#### Ausgewählter Text
Köln,
22.10.01
Weitere
Verhandlungstage im Prozess gegen Mehmet Tanboga
Am
vierten Verhandlungstag des Prozesses gegen den kurdischen Politiker
Mehmet Tanboga am 15. Oktober wiederholte der vorsitzende Richter
am Oberlandesgericht Düsseldorf überwiegend Fragen aus
den vorhergehenden Prozesstagen, die der Angeklagte bereits ausführlich
beantwortet hatte. Deutlich wurde, dass es dem Gericht und der
Bundesanwaltschaft (BAW) weniger um die Bewertung der komplexen
politischen Hintergründe und Zusammenhänge des kurdischen
Konflikts und der Versuche einer Lösung geht. Das Interesse
der Ankläger ist vielmehr, Mehmet Tanboga in Widersprüche
zu verwickeln und seine Glaubwürdigkeit in Frage zu stellen.
Sie wollen ihr Ziel erreichen, den Kurden wegen "Mitgliedschaft
in einer kriminellen Vereinigung" (§ 129 StGB) verurteilen
zu können. Mehrmals kritisierte Mehmet Tanboga, dass das
Gericht seine Ausführungen teilweise bewusst missverstehe,
nicht ernst nehme oder im Sinne der Anklage (um)interpretiere.
So befragte ihn der Richter wiederholt, ob er zum "Beraterstab"
des PKK-Vorsitzenden Abdullah Öcalan gehört bzw. ob
er als dessen "Sekretär" oder "rechte Hand"
fungiert habe. Diese Frage beantwortete Mehmet Tanboga mehrfach
damit, dass derartiges nicht der Arbeitsweise Öcalans entsprochen
habe. Des weiteren unterstellt das Gericht dem Angeklagten nach
wie vor, an der Beschaffung von Papieren beteiligt gewesen zu
sein, obgleich Mehmet Tanboga dies bereits ausdrücklich verneint
hat.

#### Dateneinträge

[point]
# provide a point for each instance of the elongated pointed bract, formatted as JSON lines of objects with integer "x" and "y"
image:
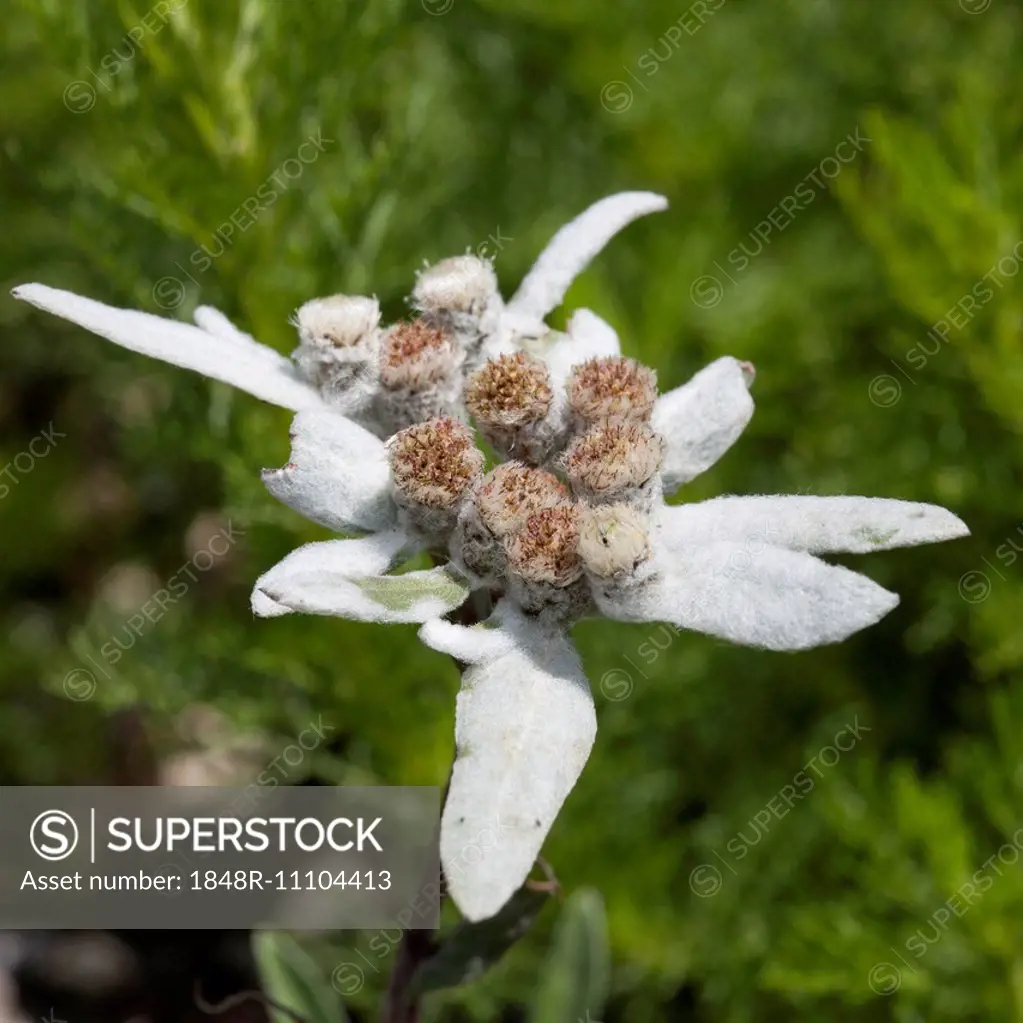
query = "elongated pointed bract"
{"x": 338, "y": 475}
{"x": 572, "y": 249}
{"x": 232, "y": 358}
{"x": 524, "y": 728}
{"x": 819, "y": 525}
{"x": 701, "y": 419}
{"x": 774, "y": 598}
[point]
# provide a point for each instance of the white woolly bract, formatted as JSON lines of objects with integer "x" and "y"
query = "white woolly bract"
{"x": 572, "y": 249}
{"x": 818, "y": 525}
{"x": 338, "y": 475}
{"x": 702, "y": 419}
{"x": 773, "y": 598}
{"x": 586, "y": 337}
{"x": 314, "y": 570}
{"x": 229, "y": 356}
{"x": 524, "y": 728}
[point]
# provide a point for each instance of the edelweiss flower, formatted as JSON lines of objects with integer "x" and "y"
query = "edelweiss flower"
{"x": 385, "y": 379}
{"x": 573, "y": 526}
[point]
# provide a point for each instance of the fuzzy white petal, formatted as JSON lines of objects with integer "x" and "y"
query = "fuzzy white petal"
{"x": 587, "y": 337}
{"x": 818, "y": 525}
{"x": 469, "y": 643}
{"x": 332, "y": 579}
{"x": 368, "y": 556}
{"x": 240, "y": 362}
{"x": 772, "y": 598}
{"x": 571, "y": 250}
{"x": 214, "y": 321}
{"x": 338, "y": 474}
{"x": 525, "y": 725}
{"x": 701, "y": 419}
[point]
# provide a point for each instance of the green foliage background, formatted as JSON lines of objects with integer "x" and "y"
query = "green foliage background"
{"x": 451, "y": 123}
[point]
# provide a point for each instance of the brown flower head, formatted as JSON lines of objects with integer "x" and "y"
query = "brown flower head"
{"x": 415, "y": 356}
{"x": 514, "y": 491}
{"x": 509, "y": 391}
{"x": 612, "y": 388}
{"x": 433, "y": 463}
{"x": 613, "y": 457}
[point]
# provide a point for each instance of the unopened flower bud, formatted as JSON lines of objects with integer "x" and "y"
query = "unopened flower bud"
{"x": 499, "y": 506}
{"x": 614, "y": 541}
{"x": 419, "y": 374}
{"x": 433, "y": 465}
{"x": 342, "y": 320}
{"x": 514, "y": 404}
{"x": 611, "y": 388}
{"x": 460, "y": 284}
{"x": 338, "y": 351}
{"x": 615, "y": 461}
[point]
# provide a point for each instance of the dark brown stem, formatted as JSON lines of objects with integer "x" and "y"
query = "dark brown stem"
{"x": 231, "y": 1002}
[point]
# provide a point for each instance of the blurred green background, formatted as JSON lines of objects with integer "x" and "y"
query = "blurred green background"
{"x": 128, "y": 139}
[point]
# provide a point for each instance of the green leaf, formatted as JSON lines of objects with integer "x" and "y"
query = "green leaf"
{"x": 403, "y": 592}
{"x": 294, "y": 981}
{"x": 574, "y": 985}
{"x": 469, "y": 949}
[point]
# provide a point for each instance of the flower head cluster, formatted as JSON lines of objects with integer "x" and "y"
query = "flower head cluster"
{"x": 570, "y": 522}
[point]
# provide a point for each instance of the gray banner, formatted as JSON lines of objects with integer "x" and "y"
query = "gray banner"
* * *
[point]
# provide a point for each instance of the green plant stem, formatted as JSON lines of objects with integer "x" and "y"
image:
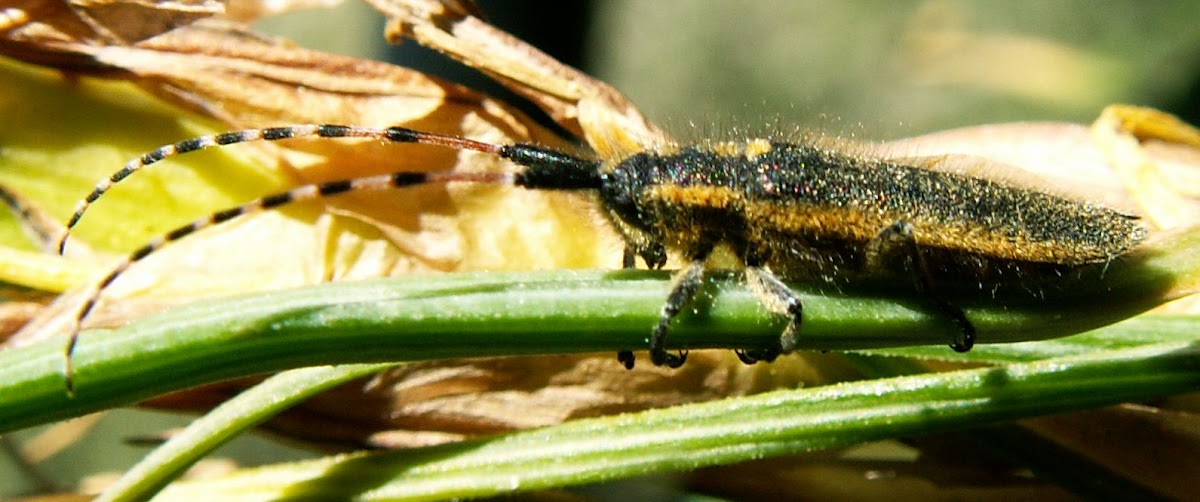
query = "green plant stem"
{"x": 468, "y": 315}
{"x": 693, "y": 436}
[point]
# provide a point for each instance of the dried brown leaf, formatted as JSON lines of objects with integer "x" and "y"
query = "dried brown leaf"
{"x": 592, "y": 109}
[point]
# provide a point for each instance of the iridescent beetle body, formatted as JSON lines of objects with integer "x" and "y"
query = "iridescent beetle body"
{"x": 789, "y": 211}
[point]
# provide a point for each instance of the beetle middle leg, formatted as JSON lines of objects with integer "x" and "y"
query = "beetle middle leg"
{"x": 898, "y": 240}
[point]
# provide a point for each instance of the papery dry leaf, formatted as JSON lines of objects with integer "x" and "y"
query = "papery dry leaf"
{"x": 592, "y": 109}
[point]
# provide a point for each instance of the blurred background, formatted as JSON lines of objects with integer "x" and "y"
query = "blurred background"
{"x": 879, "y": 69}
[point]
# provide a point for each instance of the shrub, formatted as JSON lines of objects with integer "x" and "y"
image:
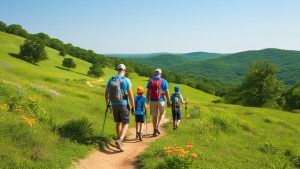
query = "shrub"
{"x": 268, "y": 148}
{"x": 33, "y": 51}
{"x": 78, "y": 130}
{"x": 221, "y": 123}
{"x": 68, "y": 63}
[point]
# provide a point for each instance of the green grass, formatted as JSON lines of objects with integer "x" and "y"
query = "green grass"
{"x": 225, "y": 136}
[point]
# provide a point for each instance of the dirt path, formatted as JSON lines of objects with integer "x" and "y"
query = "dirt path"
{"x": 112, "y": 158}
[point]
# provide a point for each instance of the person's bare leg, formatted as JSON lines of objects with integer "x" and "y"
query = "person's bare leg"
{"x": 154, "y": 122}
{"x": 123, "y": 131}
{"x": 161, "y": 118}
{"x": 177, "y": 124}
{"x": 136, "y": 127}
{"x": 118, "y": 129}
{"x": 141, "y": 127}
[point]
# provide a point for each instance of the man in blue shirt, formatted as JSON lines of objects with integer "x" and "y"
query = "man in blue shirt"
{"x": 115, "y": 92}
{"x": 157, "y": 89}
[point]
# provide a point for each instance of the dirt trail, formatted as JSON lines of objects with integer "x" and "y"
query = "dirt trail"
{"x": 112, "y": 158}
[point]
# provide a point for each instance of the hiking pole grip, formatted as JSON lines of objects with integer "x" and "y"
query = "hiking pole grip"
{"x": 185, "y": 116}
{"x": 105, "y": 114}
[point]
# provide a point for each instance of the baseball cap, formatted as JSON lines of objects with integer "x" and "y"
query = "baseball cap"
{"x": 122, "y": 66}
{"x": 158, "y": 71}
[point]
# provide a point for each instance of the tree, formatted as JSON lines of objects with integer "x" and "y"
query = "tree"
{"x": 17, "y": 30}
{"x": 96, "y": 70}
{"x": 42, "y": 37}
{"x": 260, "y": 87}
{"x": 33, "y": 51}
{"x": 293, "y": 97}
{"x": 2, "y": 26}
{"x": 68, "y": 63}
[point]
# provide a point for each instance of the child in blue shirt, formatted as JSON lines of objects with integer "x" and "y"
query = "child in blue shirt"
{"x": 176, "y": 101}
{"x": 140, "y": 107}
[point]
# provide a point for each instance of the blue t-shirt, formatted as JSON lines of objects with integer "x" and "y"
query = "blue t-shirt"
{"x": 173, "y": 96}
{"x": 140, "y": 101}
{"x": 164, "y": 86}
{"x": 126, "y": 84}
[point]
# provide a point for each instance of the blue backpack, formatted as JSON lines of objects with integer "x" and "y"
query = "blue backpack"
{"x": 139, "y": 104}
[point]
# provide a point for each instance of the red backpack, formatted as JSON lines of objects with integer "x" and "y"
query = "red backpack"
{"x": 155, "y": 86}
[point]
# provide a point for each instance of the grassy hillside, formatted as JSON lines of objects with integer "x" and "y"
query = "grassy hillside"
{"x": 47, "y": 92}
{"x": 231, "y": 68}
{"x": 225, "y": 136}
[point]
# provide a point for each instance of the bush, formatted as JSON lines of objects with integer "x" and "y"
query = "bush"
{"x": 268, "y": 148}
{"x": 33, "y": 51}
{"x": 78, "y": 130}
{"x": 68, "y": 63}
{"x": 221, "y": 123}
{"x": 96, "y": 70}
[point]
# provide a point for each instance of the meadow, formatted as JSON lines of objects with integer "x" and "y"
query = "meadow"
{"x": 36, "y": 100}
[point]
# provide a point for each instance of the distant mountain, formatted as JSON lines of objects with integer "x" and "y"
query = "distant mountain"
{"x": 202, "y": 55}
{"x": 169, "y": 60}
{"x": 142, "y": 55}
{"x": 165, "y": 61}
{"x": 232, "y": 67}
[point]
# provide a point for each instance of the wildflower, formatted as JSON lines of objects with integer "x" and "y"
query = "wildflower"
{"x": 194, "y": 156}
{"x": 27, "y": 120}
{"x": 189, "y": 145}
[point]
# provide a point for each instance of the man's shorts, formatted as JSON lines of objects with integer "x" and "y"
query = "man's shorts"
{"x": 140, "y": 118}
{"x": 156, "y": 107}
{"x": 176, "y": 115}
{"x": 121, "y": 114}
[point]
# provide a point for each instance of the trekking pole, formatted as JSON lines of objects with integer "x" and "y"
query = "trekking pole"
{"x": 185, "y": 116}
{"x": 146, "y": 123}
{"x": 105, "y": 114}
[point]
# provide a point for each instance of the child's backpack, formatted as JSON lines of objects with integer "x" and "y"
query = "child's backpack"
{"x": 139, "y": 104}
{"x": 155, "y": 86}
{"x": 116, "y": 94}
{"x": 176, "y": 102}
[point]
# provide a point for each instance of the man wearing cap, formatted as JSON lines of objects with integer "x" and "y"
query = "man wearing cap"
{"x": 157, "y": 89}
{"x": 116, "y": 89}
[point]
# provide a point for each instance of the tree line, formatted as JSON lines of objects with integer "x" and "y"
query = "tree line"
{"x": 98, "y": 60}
==
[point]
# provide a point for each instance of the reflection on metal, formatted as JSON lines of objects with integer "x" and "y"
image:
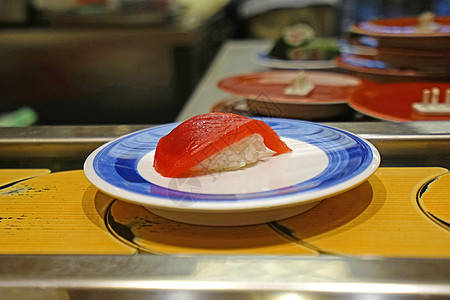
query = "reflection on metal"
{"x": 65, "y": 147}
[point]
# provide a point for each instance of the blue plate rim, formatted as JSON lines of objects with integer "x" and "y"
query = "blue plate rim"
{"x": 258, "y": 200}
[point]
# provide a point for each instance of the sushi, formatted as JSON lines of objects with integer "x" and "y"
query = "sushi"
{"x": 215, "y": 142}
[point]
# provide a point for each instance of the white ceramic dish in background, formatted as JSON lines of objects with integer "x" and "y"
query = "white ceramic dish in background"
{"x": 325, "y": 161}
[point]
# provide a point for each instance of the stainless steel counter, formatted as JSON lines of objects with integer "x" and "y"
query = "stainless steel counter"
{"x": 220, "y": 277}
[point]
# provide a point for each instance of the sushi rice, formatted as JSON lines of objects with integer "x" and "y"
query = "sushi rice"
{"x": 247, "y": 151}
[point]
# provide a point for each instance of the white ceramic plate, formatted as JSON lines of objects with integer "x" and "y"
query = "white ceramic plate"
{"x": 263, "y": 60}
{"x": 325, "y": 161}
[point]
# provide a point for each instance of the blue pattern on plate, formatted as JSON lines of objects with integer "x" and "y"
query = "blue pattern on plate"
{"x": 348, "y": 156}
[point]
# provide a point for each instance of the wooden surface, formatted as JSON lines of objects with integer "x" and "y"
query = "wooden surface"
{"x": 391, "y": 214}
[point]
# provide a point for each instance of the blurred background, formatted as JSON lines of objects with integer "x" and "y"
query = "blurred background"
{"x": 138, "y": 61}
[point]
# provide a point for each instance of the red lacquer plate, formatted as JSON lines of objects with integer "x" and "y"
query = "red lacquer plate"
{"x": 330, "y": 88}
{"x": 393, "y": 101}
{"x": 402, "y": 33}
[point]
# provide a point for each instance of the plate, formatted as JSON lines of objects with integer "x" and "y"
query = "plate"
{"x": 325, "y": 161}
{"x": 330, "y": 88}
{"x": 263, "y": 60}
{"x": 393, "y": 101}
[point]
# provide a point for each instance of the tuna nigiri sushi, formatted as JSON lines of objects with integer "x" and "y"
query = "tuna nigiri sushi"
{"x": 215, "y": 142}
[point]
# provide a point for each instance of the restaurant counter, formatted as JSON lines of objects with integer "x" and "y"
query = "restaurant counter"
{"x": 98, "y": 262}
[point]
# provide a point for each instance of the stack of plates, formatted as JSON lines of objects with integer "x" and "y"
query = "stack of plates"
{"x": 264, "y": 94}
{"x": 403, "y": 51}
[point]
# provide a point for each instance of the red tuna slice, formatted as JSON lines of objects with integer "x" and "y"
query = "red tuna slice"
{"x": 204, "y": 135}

#### Übungen
**A.** Entscheide für jede der Aussagen (i), (ii) und (iii), ob sie mit dem Bericht über den Prozess gegen Mehmet Tanboga übereinstimmt, und stütze jedes Ja oder Nein mit den entscheidenden Worten des Berichts als wörtliches Zitat. (i) Der vierte Verhandlungstag fand am 15. Oktober statt. (ii) Verhandelt wird vor dem Oberlandesgericht Köln. (iii) Mehmet Tanboga hat eingeräumt, an der Beschaffung von Papieren beteiligt gewesen zu sein.
**B.** Setze den Bericht über den Prozess gegen Mehmet Tanboga im Anschluss an seinen letzten Satz fort.

#### Ergebnisse je Aufgabe
**A.**
(i) Ja: „Am vierten Verhandlungstag des Prozesses gegen den kurdischen Politiker Mehmet Tanboga am 15. Oktober“
(ii) Nein: „der vorsitzende Richter am Oberlandesgericht Düsseldorf“
(iii) Nein: „obgleich Mehmet Tanboga dies bereits ausdrücklich verneint hat“

**B.**
Auch
von den Aussagen über seine intensiven Bemühungen, eine
weit schlimmere Eskalation während der Besetzungsaktionen
im Februar 1999 verhindert zu haben, scheinen Gericht und BAW
wenig beeindruckt. Ihnen geht es um den Versuch, Mehmet Tanboga
nachzuweisen, dass er die Besetzungen nicht nur gutgeheißen,
sondern möglicherweise auch angeordnet habe. Dagegen wehrt
sich der 44-Jährige vehement. Seine Aufgabe habe er ausschließlich
darin gesehen, das Friedensprojekt der PKK der kurdischen Bevölkerung
in Europa, insbesondere in der BRD, nahezubringen und als Mitglied
des Kurdischen Nationalkongresses (KNK), dem höchsten Gremium
des kurdischen Volkes, entsprechend tätig zu sein.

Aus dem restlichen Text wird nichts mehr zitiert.